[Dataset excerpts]
# # # # # # #

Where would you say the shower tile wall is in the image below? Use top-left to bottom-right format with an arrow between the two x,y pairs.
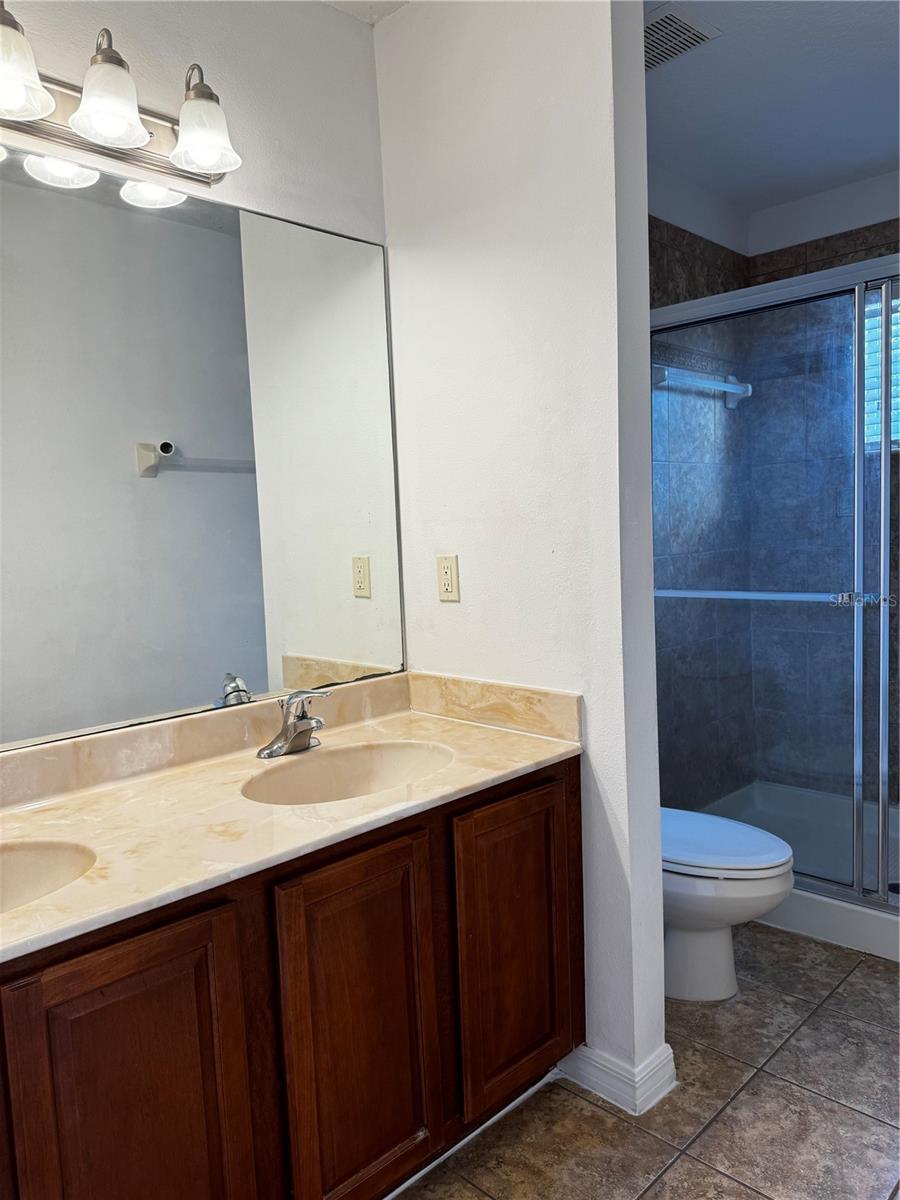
653,321 -> 755,809
653,295 -> 857,808
741,294 -> 856,796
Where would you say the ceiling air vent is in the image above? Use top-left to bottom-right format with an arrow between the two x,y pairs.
644,4 -> 722,72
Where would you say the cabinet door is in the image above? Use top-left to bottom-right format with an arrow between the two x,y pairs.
1,907 -> 257,1200
276,832 -> 442,1200
454,782 -> 573,1120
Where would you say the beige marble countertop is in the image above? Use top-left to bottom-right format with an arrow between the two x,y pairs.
0,710 -> 580,964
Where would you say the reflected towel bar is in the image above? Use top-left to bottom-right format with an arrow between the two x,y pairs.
135,442 -> 256,477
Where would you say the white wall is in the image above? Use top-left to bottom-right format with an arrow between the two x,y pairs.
649,161 -> 749,254
13,1 -> 386,242
240,212 -> 402,685
649,161 -> 899,256
747,170 -> 900,255
376,0 -> 671,1107
0,177 -> 267,744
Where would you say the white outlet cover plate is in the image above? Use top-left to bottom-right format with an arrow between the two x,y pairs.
437,554 -> 460,602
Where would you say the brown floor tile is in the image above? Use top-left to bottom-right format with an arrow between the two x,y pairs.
401,1163 -> 489,1199
766,1008 -> 899,1125
642,1155 -> 763,1199
824,956 -> 899,1031
665,978 -> 813,1066
561,1035 -> 753,1148
732,923 -> 862,1002
692,1074 -> 900,1200
451,1083 -> 675,1200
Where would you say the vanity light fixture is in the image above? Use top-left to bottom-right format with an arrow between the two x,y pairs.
69,28 -> 149,149
23,152 -> 99,189
170,64 -> 241,174
0,1 -> 54,121
120,179 -> 186,209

# # # # # # #

> [ASSIGNMENT] All entries are to be duplicated exactly, with the pictures left out.

> [OUTPUT]
Where would you say the shower tile wall is in the image below? Use top-left to bottom-right format with an arrow between the two x,y pairs.
653,321 -> 755,809
653,295 -> 857,808
741,294 -> 856,796
Where would you say the ceiling air vent is in the image above? Use top-left to bottom-right format with an arrow between the two x,y pairs.
644,4 -> 722,72
Where would you say the cabinet door is in the image above? Use top-left to bottom-right format with an arrow between the two x,y pairs.
1,907 -> 257,1200
276,832 -> 442,1200
454,782 -> 573,1120
Where would you say the beige marble countertop is in the image above? Use top-left to bottom-right format with an arrow between the two x,y pairs.
0,710 -> 580,964
Where would you say the reflected towel bar is in the image above? Use top-left to bottom-right format with an arrow between the two x,y pairs.
135,442 -> 256,477
Where would you say the white wall is in the image above? Use top-left to bottom-right format with an arrow between the two x,y pairs.
649,161 -> 749,254
13,1 -> 386,242
240,212 -> 402,685
649,161 -> 899,256
747,170 -> 900,255
376,0 -> 671,1107
0,177 -> 267,744
Where would you say the white outlet cover plate is in the image above? Use top-left to bottom-right format with an arrow between the two x,y pairs.
437,554 -> 460,602
Where would you say the brown floor tile is in the image above? Use top-left to bottom-right format with an arrow between the two x,y pairs.
401,1163 -> 489,1199
766,1008 -> 899,1125
642,1155 -> 763,1199
824,956 -> 899,1031
665,978 -> 813,1066
561,1035 -> 753,1148
732,923 -> 862,1002
692,1074 -> 900,1200
451,1083 -> 675,1200
Where would you say the vanity light fixture is in the image above? Use top-left to bottom-right format with an arrow between the two x,y pairs.
69,28 -> 149,149
23,152 -> 99,189
170,64 -> 241,174
0,1 -> 54,121
120,179 -> 186,209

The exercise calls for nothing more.